Required work:
With pictures omitted, restate the data word for word.

Data excerpts:
-- Opening Marker --
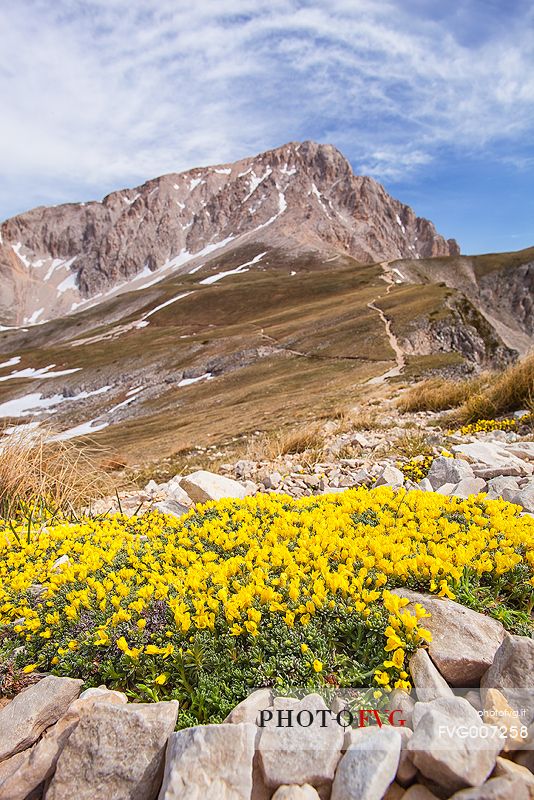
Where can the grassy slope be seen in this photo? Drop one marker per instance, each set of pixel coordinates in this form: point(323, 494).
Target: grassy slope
point(328, 344)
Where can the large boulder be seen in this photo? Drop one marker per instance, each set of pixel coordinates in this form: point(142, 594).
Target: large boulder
point(210, 762)
point(24, 772)
point(491, 459)
point(506, 768)
point(464, 642)
point(116, 751)
point(451, 746)
point(202, 486)
point(448, 470)
point(302, 753)
point(32, 711)
point(369, 765)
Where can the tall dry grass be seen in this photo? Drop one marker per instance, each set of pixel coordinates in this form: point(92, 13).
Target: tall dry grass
point(306, 439)
point(39, 476)
point(483, 397)
point(439, 394)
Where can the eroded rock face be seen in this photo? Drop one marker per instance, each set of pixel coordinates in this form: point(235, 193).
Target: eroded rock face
point(452, 761)
point(202, 486)
point(298, 755)
point(368, 766)
point(304, 192)
point(32, 711)
point(464, 642)
point(210, 762)
point(512, 672)
point(116, 751)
-- Closing Marker --
Solved exercise:
Where can the grassy slope be seen in this photo? Drop one marker per instance, each set of pixel coordinates in this form: point(323, 494).
Target: grassy slope
point(328, 344)
Where can the large boulder be seen in this photo? Drop one marker per instance, each set of pixel coordinates in this form: point(142, 594).
Target: large boulder
point(210, 762)
point(24, 772)
point(491, 459)
point(506, 768)
point(464, 642)
point(116, 751)
point(451, 746)
point(202, 486)
point(448, 470)
point(302, 753)
point(32, 711)
point(369, 765)
Where can the tall dry grass be seen in this photo? Drop one marker per instance, each set of pixel coordinates in this form: point(92, 13).
Target: tall dry grass
point(306, 439)
point(39, 476)
point(483, 397)
point(439, 394)
Where can the eroded rock face be seen in this photo? Drop one marker per instance, each set of pixel coordinates in this form: point(235, 193).
Target: eroded rock face
point(452, 761)
point(202, 486)
point(298, 755)
point(368, 766)
point(304, 192)
point(32, 711)
point(464, 642)
point(210, 762)
point(512, 672)
point(116, 751)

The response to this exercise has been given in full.